■ **Directions**
- 1) From the forum thread about porting games to the Atari 7800, return the passage between "[SlidellMan]" and "any further away.", inclusive.
- 2) In the forum thread about porting games to the Atari 7800, how much RAM is the 2600 said to have in the console?

7800 programming vs. 8-bit/5200/2600 question...

[+Pac-Lander]

This question is coming from a non-programmer/graphic artist, so please forgive the lack of knowledge!

 

I'm wondering if it's a simpler process to translate a game to the 7800 from an Atari 8-bit, 5200, or 2600 game (for example) if the game/code already exists vs. starting from what I would imagine be from scratch if the idea was to create a 7800 game based on a different platform altogether (i.e. arcade port, Lynx, NES, etc). 

 

Or does it not matter at all, and each platform has its own completely unique language? Certain Atari 8-bit, 5200, and even 2600 games can look (and sometimes play) a bit more similar to 7800 games, so was just curious. 

 

[SlidellMan]

It isn't as easy as you think, despite all those systems having the same CPU. You have to edit RAM Addresses, color palettes, sprites, and controls just to name a few.

[+Pat Brady]

It's a good question.

 

I consider the 2600, 8-bit computers/5200, and 7800 to be 3 different platforms. They do share the same CPU (the 2600's runs slower), and the 2600 and 7800 use the same sound chip, but there's not much similarity otherwise (unless running the 7800 in 2600 mode, in which case it's a 2600). They have completely different graphics processors and memory layouts. The NES also uses the same CPU, so I don't see it as any further away.

 

Whether porting an existing game is easier than starting from scratch probably depends on the nature of the game and how it was coded. If the original was coded with the game logic cleanly separated from the display code, then porting the game logic might be fairly straightforward. If all the code is intertwined, it might be easier to start from scratch. Coding for reuse takes effort. My impression is that BITD it wasn't really a consideration: it was hard enough just to get a game working in the allotted time.

 

Since the graphics systems are all completely different, the display code — which might be a substantial part of the total code — cannot be reused in any case.

 

Even if the code is cleanly separated, the systems have big differences in RAM and practical CPU power. That's obviously a problem when going from a more powerful system to a less powerful system. But going in the other direction, it might make it hard to take advantage of that power, which we typically want to do. For example, the 2600 has only 128 bytes of RAM in the console, and games have to be coded around that limitation, and that might prevent desired improvements in a 7800 game, so you zmay end up rewriting it anyway.

 

I know some of the 8-bit computer homebrewers have done ports using code from C64 or BBC Micro versions (again, same CPU, different graphics chips). Maybe it makes more sense when the source and target platforms' capabilities are in the same ballpark.

[zzip]

On 3/3/2023 at 5:39 PM, Pac-Lander said:

This question is coming from a non-programmer/graphic artist, so please forgive the lack of knowledge!

 

I'm wondering if it's a simpler process to translate a game to the 7800 from an Atari 8-bit, 5200, or 2600 game (for example) if the game/code already exists vs. starting from what I would imagine be from scratch if the idea was to create a 7800 game based on a different platform altogether (i.e. arcade port, Lynx, NES, etc).

■ **Items**
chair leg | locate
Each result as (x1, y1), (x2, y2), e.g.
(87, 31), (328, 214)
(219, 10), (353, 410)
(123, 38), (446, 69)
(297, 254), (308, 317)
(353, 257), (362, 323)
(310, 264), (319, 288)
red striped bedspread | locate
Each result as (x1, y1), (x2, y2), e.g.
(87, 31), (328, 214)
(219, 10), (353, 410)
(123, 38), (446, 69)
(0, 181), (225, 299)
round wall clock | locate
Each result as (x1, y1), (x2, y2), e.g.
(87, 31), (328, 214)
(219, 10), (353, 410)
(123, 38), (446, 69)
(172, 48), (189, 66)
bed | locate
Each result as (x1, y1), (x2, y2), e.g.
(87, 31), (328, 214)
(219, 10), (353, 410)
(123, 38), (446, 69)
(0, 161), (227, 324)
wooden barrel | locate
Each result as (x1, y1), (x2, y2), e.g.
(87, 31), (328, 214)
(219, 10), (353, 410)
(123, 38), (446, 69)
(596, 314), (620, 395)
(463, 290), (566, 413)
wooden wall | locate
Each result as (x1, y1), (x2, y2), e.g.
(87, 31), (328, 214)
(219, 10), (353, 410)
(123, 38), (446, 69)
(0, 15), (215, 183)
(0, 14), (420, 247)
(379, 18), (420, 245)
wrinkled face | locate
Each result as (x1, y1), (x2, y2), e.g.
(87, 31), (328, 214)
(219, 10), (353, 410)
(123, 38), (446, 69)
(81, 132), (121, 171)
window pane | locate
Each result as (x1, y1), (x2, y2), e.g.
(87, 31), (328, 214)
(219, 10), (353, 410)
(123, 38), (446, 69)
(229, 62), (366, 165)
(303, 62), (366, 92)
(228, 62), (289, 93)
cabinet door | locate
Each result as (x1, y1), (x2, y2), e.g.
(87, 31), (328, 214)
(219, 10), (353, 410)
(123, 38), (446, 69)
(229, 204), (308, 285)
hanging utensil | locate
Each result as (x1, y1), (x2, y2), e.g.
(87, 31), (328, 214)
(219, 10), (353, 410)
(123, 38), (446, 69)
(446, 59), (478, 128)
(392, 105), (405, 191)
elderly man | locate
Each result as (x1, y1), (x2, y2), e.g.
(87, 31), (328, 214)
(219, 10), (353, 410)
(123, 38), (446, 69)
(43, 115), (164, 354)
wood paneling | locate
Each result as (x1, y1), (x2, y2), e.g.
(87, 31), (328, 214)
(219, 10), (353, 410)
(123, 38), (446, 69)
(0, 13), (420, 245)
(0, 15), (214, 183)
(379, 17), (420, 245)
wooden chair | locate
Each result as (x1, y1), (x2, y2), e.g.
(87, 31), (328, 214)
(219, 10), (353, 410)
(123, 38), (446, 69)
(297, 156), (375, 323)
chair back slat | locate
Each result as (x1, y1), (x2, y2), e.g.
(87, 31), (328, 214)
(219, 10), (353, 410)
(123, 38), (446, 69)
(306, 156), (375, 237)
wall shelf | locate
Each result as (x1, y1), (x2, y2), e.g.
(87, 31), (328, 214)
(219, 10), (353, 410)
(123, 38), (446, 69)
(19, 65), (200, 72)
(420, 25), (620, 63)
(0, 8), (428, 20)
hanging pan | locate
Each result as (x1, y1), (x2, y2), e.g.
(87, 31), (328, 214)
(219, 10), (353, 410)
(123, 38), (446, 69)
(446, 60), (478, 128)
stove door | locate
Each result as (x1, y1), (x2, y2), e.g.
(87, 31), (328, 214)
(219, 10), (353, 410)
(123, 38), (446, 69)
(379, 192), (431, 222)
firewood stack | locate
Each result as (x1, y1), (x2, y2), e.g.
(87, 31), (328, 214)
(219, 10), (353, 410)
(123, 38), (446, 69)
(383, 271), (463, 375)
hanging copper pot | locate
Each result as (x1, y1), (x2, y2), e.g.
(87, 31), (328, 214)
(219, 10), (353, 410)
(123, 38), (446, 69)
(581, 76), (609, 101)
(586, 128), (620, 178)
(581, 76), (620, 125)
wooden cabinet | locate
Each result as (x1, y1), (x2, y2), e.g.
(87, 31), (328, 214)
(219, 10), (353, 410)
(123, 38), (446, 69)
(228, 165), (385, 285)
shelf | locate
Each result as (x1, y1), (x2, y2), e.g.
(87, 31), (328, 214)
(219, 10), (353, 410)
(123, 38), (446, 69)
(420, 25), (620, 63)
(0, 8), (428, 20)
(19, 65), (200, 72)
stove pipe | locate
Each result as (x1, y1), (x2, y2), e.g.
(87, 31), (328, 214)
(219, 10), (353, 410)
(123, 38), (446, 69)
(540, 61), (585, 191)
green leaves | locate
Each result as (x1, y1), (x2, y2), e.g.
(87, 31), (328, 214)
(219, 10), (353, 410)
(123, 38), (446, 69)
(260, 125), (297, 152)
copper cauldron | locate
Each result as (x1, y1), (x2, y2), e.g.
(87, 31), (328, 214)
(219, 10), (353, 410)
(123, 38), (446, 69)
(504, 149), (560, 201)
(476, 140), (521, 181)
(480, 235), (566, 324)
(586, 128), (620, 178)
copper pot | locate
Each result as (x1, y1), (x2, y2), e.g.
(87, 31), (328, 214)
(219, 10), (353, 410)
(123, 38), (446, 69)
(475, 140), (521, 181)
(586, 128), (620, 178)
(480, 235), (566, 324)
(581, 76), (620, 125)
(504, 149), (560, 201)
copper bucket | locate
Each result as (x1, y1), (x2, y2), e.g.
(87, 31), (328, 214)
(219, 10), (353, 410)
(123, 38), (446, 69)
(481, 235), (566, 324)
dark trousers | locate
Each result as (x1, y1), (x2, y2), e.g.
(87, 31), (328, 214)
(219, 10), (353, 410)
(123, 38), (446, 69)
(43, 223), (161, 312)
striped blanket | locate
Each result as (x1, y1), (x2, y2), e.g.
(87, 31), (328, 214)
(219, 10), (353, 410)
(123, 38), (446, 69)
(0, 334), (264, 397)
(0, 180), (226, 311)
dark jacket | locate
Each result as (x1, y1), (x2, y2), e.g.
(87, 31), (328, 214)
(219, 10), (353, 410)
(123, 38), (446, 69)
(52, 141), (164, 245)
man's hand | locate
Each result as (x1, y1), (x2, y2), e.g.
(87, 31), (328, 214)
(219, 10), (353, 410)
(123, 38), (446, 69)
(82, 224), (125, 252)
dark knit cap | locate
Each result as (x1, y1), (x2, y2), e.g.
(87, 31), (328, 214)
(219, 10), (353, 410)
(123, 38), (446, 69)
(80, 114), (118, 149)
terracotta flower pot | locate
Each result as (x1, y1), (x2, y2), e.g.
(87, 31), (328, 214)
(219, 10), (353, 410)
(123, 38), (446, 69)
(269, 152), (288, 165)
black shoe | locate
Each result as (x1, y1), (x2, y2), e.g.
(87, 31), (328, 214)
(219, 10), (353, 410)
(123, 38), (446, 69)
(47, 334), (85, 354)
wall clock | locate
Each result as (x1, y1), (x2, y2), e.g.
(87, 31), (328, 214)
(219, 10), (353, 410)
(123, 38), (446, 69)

■ **Answers for the exercise**
- 1)
[SlidellMan]

It isn't as easy as you think, despite all those systems having the same CPU. You have to edit RAM Addresses, color palettes, sprites, and controls just to name a few.

[+Pat Brady]

It's a good question.

 

I consider the 2600, 8-bit computers/5200, and 7800 to be 3 different platforms. They do share the same CPU (the 2600's runs slower), and the 2600 and 7800 use the same sound chip, but there's not much similarity otherwise (unless running the 7800 in 2600 mode, in which case it's a 2600). They have completely different graphics processors and memory layouts. The NES also uses the same CPU, so I don't see it as any further away.

- 2) 128 bytes.